**MATERIAL PROVIDED**
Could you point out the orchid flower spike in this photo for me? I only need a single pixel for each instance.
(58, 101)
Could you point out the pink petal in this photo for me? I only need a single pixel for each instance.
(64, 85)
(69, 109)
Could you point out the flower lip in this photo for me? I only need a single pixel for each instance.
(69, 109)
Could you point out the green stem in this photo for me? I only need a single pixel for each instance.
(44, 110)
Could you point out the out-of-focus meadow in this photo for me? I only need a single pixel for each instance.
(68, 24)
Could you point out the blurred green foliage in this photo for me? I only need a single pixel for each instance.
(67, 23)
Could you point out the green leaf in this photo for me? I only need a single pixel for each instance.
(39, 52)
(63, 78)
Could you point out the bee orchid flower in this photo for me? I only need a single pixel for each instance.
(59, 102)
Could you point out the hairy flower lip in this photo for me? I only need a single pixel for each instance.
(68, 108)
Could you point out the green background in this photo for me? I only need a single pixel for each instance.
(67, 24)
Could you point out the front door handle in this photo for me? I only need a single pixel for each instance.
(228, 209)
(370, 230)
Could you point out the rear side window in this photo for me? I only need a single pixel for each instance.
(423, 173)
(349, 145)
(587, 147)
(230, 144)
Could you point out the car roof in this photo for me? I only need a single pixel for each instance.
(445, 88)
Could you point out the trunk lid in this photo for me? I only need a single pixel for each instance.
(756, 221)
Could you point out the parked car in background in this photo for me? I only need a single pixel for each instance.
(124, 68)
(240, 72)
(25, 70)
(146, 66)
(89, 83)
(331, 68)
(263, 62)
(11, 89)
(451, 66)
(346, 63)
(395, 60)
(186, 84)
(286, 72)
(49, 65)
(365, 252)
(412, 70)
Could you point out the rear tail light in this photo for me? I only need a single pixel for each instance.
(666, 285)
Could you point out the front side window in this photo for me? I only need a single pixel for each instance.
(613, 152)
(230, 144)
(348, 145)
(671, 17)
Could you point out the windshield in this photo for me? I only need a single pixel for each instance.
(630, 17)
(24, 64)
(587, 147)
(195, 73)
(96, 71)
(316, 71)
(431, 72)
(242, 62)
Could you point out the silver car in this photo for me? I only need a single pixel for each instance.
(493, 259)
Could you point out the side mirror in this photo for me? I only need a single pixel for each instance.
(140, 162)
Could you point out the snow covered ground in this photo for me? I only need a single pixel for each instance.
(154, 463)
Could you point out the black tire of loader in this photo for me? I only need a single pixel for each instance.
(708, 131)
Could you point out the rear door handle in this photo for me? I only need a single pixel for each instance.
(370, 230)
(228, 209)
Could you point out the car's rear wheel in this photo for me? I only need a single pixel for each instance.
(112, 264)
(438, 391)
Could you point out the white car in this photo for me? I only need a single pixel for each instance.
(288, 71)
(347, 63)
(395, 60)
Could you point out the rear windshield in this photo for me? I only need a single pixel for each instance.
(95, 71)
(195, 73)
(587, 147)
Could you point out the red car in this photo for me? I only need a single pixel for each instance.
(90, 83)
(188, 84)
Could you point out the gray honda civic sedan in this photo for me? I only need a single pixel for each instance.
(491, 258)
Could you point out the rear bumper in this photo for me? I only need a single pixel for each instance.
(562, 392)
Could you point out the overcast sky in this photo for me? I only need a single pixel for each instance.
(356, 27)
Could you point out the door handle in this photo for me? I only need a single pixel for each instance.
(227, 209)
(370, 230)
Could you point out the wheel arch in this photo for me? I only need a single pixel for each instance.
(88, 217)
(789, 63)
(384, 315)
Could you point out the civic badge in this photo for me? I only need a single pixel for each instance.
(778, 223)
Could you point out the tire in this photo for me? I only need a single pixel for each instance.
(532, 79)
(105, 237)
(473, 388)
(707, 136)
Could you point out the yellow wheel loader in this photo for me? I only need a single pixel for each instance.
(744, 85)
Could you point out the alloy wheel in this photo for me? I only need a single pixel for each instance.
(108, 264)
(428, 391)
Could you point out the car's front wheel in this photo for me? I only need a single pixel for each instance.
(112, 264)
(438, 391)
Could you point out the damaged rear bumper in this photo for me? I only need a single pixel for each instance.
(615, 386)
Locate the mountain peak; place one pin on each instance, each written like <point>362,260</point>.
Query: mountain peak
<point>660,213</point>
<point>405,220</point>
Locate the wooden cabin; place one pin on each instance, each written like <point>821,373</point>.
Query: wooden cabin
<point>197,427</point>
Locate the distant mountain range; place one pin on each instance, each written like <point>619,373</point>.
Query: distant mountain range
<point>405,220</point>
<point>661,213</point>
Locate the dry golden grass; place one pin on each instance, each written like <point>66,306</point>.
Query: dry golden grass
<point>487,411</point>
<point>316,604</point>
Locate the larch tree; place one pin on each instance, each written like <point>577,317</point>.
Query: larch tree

**AIM**
Retype all of the material above with every character intact.

**EXERCISE RESULT**
Could you point out the orchid flower spike in this photo for me? I only need a single pixel for each instance.
(58, 101)
Could you point out the pink petal in this photo for me? I only need a single pixel for each instance.
(64, 85)
(69, 109)
Could you point out the flower lip in this photo for me? I only need a single pixel for each instance.
(69, 109)
Could you point out the green stem in this photo for me? I only need a single pixel for each instance.
(44, 110)
Could you point out the out-of-focus meadow in this photo for me? I only need a single pixel for each instance.
(68, 24)
Could you point out the blurred green foliage in this photo for me? I only need a single pixel for each instance.
(67, 23)
Could you point out the green leaf in this photo for me? I only need a single pixel for each instance.
(39, 52)
(63, 78)
Could you point out the bee orchid flower in this photo for me? I only need a single pixel for each instance.
(59, 102)
Could you point out the hairy flower lip in this photo for me? I only need a single pixel for each instance.
(68, 108)
Could you point out the green background in this photo for me? I only need a single pixel for each instance.
(67, 24)
Could you point out the front door handle in this photo for me? I only need a single pixel for each instance.
(228, 209)
(370, 230)
Could you point out the rear side window in this photo for me? I only need a single pixel for each instance.
(423, 173)
(349, 145)
(587, 147)
(230, 144)
Could you point out the car roof in this photo for me? I only need a single pixel for each instance.
(445, 88)
Could you point out the trunk lid in this photo for me? I only need a single pixel for each instance.
(756, 221)
Could you point out the parked car in background in this photo for me? I only need a single pixel for each instance.
(124, 68)
(240, 72)
(25, 70)
(146, 66)
(89, 83)
(331, 68)
(263, 62)
(11, 89)
(451, 66)
(346, 63)
(395, 60)
(186, 84)
(286, 72)
(49, 65)
(365, 252)
(412, 70)
Could you point out the rear tail light in this photo for me? I only need a single pixel for each instance.
(666, 285)
Could you point out the front side window in this photo for me? I only need a single pixel for each instance.
(613, 152)
(230, 144)
(348, 145)
(671, 17)
Could you point out the windshield in this photo for me? I only need a single pixel for each instance.
(630, 17)
(24, 64)
(587, 147)
(195, 73)
(96, 71)
(316, 71)
(431, 72)
(242, 62)
Could you point out the silver car in this photo for me? I only need a single pixel for each instance.
(493, 259)
Could you point out the side mirror in this photo for me? I only need a single pixel for each instance.
(140, 162)
Could you point out the snow covered ground in this photo for me? I only need a single pixel for each instance.
(154, 463)
Could you point out the black tire of loader in this photo for me? I only need a single pixel for each instance.
(708, 131)
Could you point out the rear door handle in this photo for me? I only need a single pixel for each instance.
(370, 230)
(228, 209)
Could you point out the car's rear wheel in this photo for me? I only need a single pixel for each instance.
(112, 264)
(438, 391)
Could you point out the white car in this photo for me? I only need a single pixel for each instance.
(288, 71)
(347, 63)
(395, 60)
Could you point out the rear windshield in this photo for me? I only need a single pixel for each instance.
(95, 71)
(195, 73)
(587, 147)
Could you point out the red car in this photo for me? I only need a single pixel for each instance.
(90, 83)
(188, 84)
Could you point out the gray honda civic sedan in this photo for me? I only need a single pixel for each instance.
(491, 258)
Could you point out the rear bumper in this photo for me? I only need a single pixel for each instance.
(562, 392)
Could you point out the overcast sky in this photo for me? I only need a single pixel for each instance.
(356, 27)
Could you point out the door handle in this photo for me? I only need a single pixel for each instance.
(227, 209)
(370, 230)
Could you point out the wheel arch in this photo for me? I only need a single pixel for each instance.
(88, 217)
(789, 63)
(384, 315)
Could you point out the civic badge in this photo for me? I only need a single pixel for each instance.
(778, 223)
Could you point out the tire in this photo for me? I only need a single pixel for each instance.
(532, 79)
(105, 237)
(473, 388)
(707, 136)
Could you point out the yellow wheel loader in this photo for me? I only need a single pixel for each instance.
(744, 85)
Could you point out the alloy wheel in this photo for me? I only need a single pixel for each instance.
(108, 264)
(428, 391)
Could you point out the car's front wheel in this photo for me? I only need a single pixel for each instance.
(112, 264)
(438, 391)
Could you point out the damaged rear bumper in this photo for me? I only need a single pixel for each instance.
(615, 386)
Locate the mountain peak; place one pin on each instance, each written like <point>362,260</point>.
Query: mountain peak
<point>660,213</point>
<point>405,220</point>
Locate the wooden cabin; place one pin on each instance, each written like <point>821,373</point>.
Query: wooden cabin
<point>197,427</point>
Locate the distant mountain range; place one pin on each instance, each written like <point>619,373</point>.
Query: distant mountain range
<point>405,220</point>
<point>661,213</point>
Locate the dry golden grass; place one pin on each instance, each written like <point>66,306</point>.
Query: dry golden grass
<point>487,411</point>
<point>316,604</point>
Locate the larch tree; place one pin on each instance, each written like <point>577,317</point>.
Query: larch tree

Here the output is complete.